### YOUR OBJECTIVE
Each record below should appear again exactly as written.

━━━━

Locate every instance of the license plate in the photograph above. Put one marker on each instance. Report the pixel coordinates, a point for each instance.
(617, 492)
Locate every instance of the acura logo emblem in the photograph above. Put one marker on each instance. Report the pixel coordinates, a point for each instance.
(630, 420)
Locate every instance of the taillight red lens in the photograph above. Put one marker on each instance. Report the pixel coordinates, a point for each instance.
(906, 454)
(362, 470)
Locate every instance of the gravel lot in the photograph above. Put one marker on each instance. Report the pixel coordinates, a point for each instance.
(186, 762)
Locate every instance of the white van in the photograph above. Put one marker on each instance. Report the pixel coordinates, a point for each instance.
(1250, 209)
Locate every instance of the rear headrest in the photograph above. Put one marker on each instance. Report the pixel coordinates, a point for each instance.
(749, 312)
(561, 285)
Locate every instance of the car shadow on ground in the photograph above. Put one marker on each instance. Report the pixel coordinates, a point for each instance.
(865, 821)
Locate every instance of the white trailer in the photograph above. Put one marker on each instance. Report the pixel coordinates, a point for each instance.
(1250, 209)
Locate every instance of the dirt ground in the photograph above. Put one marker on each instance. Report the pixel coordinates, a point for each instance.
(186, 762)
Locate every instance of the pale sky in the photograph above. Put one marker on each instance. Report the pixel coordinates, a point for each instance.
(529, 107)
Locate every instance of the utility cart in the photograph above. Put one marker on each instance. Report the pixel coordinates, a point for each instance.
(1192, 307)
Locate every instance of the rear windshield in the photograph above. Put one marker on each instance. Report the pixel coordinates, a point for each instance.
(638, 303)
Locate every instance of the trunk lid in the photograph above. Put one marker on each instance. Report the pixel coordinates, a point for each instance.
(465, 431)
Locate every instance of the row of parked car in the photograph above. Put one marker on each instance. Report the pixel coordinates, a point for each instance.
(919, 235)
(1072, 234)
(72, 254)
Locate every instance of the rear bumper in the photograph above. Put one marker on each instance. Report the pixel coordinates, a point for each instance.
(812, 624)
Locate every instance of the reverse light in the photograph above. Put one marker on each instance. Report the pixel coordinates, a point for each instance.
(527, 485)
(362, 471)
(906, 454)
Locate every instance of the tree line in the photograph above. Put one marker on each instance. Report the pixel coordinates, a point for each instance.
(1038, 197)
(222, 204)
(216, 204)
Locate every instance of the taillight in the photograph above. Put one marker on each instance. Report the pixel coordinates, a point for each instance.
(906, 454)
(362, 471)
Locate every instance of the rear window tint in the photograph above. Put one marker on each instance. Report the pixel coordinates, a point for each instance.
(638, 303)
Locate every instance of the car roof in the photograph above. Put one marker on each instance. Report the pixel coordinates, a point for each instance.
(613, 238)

━━━━

### SOLUTION FOR THIS TASK
Locate every instance of the license plate in the photograph above. Put one marker on each instance. Report the pixel coordinates, a point for each instance.
(617, 492)
Locate every instance of the acura logo emblem in the photograph above. Put one marker on each instance. Report the pixel coordinates, a point for each instance.
(630, 420)
Locate every instance of the taillight red lens in the photograph above. Put one marker on each instance. Report the pixel coordinates, a point for each instance.
(906, 454)
(362, 470)
Locate every instance of the gravel lot in the photograph above. Put one marker on each instance. Report the pixel coordinates, a point for each instance.
(186, 762)
Locate every instance of the white van in the photograph above. Put one marker on each instance. Report the pixel coordinates, a point for each instance.
(1250, 209)
Locate every instance of the rear headrest in the photograph above. Put one marker on each instance. Report the pixel coordinates, a point for each instance.
(749, 312)
(561, 285)
Locate every instance of the car shadow on ground in the photograph above. Put one marker on each instance. Report the pixel coordinates, a point for each instance.
(865, 821)
Locate every instance of the white trailer in the photograph above. Put one marker on each instance. Report the pixel coordinates, a point for each instance.
(1250, 209)
Locate every instance of the dirt ground in the photograph above. Put one marker on each instance. Report the pixel coordinates, a point for each instance.
(186, 762)
Locate every instance of the pale sky in the photograph above. Put one marker on each instance. Report the pixel coordinates, a point for each instance.
(529, 107)
Locate every instance of the utility cart in the photograph above. Put one marker on each instance. Report the pixel coordinates, a point for each instance.
(1192, 307)
Locate every instance of the rear windshield in the photograph above. Put one marker on each instance. Report the pixel coordinates, a point for each instance.
(638, 303)
Locate every instance of the trunk lid in the photograph above. Put one marker on each instance. Report the pixel coordinates, a point for each instance.
(465, 431)
Locate every instance of the row of parked car in the photograph above. Put one marker on each instance. Report the pixel coordinates, a point for each instance.
(919, 235)
(1072, 234)
(72, 254)
Locate every instance of the rear bumper in the photograph above. Put one marker on each instance. Report the pixel coordinates, a point for each instance.
(812, 624)
Locate every instance of the reverse light in the photograph above. Put one marker on each instance. Report the pixel coordinates, a point for each instance.
(527, 485)
(362, 471)
(906, 454)
Locate every instance of the tree line in the photograph above. Put one marker on each instance. Report the pixel coordinates, a point for each instance.
(1038, 197)
(222, 204)
(216, 204)
Locate every instance of the taillight in the photograph above. Put one marker on each instance. Report the pixel coordinates, a point for each instance.
(906, 454)
(362, 471)
Locate every instance of the rear window tint in the photograph above. Put one marker on each instance. Report the pixel coordinates, a point for each instance.
(638, 303)
Locate every instance of the car roof in the photograph above. Put one marker on each instance. Report the pixel coordinates, a point for each instance.
(613, 238)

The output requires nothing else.